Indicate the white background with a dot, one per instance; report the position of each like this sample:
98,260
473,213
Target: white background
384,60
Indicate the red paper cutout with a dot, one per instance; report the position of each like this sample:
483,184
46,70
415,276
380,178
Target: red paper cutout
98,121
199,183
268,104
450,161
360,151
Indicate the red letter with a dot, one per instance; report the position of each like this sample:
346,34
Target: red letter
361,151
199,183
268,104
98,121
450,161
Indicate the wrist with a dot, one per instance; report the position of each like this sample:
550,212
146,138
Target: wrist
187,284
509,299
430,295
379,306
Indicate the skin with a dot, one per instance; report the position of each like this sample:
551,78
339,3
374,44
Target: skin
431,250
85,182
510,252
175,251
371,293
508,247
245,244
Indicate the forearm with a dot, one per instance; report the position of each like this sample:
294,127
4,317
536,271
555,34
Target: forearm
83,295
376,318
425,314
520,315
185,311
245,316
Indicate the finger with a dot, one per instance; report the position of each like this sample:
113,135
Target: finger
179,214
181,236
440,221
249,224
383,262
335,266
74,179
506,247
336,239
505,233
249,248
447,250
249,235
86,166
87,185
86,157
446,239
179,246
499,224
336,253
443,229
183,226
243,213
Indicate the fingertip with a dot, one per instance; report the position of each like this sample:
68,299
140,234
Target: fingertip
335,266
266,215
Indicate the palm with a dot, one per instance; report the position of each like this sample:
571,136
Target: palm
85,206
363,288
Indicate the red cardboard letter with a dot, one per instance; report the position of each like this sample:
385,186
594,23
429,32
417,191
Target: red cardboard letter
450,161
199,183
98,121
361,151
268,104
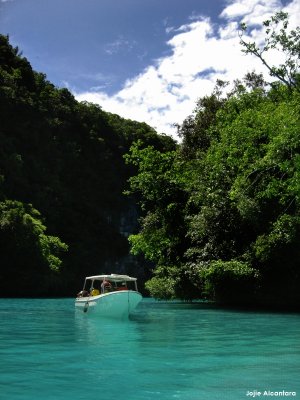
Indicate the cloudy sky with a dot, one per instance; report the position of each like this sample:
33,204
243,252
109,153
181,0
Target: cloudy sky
147,60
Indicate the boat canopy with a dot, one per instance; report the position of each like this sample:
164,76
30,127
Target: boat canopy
112,278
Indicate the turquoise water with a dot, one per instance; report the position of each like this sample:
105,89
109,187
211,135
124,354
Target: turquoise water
165,351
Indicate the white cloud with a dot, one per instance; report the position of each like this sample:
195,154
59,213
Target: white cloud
166,92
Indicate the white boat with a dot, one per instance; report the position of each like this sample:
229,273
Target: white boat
114,296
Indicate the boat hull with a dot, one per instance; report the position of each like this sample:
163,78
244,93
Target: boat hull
111,305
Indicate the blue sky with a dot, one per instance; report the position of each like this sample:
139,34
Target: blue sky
147,60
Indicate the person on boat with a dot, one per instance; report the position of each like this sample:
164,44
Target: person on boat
105,286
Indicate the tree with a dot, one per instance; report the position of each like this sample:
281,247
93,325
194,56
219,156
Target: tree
286,42
27,254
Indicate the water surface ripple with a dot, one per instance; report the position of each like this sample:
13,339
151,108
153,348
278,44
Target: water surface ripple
165,351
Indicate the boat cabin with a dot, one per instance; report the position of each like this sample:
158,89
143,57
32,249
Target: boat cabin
101,284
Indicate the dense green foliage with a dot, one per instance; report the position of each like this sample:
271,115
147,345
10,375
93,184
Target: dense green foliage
221,213
64,159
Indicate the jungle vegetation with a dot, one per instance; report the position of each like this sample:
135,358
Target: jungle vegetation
221,212
63,214
215,216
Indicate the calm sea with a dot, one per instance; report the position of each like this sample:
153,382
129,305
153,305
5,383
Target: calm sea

Work to complete:
Put every one of the lines above into a numbered list, skipping any blank lines. Leave the pictures out of your answer.

Worked answer:
1. Indicate the white background with a dot, one per instance; report the position of each like this sample:
2. 98,260
3. 473,213
4. Target: white background
5. 384,60
6. Indicate the red paper cutout with a dot, one per instance; report the position of each like this sample:
7. 483,184
8. 46,70
9. 415,276
10. 380,178
11. Target: red paper cutout
12. 98,121
13. 199,183
14. 268,104
15. 450,161
16. 360,151
17. Indicate the red letter with a dot, one per instance; report the position of each like this sample:
18. 346,34
19. Target: red letter
20. 361,151
21. 199,183
22. 268,104
23. 98,121
24. 450,161
25. Indicate the wrist with a dot, one per instance; report the position of each like this sample:
26. 550,212
27. 146,138
28. Target: wrist
29. 187,284
30. 509,299
31. 430,295
32. 379,306
33. Indicate the skin with a dot, one per instance; report the position of each like this sample:
34. 551,78
35. 339,3
36. 374,44
37. Target: skin
38. 431,250
39. 85,182
40. 510,252
41. 175,251
42. 371,293
43. 508,247
44. 245,244
45. Indicate the forearm with a dot, one per instance; report the position of each like this sample:
46. 294,127
47. 4,317
48. 536,271
49. 555,34
50. Target: forearm
51. 83,295
52. 376,318
53. 425,314
54. 520,315
55. 185,311
56. 245,316
57. Indicate the finger with a dot, one per instance; report the position of each like this sample:
58. 113,135
59. Target: finger
60. 179,214
61. 181,236
62. 440,221
63. 249,224
64. 383,262
65. 335,266
66. 74,179
67. 506,247
68. 336,239
69. 505,233
70. 249,248
71. 447,250
72. 249,235
73. 86,166
74. 87,185
75. 86,157
76. 446,239
77. 179,246
78. 499,224
79. 336,253
80. 443,229
81. 183,226
82. 243,213
83. Indicate the fingertip with a dot, one per instance; report the position of each like this sample:
84. 68,299
85. 140,234
86. Target: fingertip
87. 335,266
88. 266,215
89. Indicate the palm with a dot, one per instance; report the position of each like this sample:
90. 571,136
91. Target: palm
92. 85,206
93. 363,288
94. Indicate the red cardboard letter with a dot, one per instance; report the position of each like this sample:
95. 385,186
96. 594,23
97. 429,32
98. 417,191
99. Target: red cardboard letter
100. 450,161
101. 199,183
102. 98,121
103. 361,151
104. 268,104
105. Indicate the cloudy sky with a dot, one per instance; report the position of each like this sample:
106. 33,204
107. 243,252
108. 109,153
109. 181,0
110. Target: cloudy sky
111. 147,60
112. Indicate the boat canopy with a dot, one per instance; report the position of each like this sample:
113. 164,76
114. 30,127
115. Target: boat canopy
116. 112,278
117. Indicate the turquoise water with a dot, one per instance; report the position of each like this sample:
118. 105,89
119. 109,187
120. 211,135
121. 124,354
122. Target: turquoise water
123. 165,351
124. Indicate the white cloud with a dot, one per instance; report the position of each like this sample:
125. 195,154
126. 59,213
127. Target: white cloud
128. 166,92
129. Indicate the white boat with a dot, one per instance; report the position of each like this sample:
130. 229,273
131. Target: white boat
132. 114,296
133. Indicate the boat hull with a dot, one per instance; report the position of each like this sample:
134. 163,78
135. 244,93
136. Target: boat hull
137. 111,305
138. Indicate the blue sky with a dot, one per instance; report the position of each like this sample:
139. 139,34
140. Target: blue sky
141. 147,60
142. Indicate the person on boat with a dot, one per instance; report the position of each like this sample:
143. 164,44
144. Target: person on boat
145. 105,286
146. Indicate the tree with a dot, one per instance; report the position of each like this sample:
147. 281,247
148. 93,325
149. 194,56
150. 219,156
151. Target: tree
152. 286,42
153. 27,254
154. Indicate the water surface ripple with a dot, one per instance; report the position of each like this sample:
155. 13,339
156. 151,108
157. 153,348
158. 278,44
159. Target: water surface ripple
160. 165,351
161. Indicate the boat cabin with a dot, one per instance; report the position of each like this sample:
162. 158,89
163. 143,57
164. 32,249
165. Target: boat cabin
166. 101,284
167. Indicate the dense green foliage with a dot, one per instance; report the position of each like this sample:
168. 271,115
169. 147,345
170. 10,375
171. 93,184
172. Target: dense green foliage
173. 221,213
174. 64,159
175. Indicate the jungle vegetation with a dot, one per instance; report the position of each like this sample:
176. 135,358
177. Target: jungle vegetation
178. 221,212
179. 63,214
180. 215,216
181. Indicate the calm sea with a dot, one per instance; report the position of each like this sample:
182. 153,382
183. 129,305
184. 153,305
185. 5,383
186. Target: calm sea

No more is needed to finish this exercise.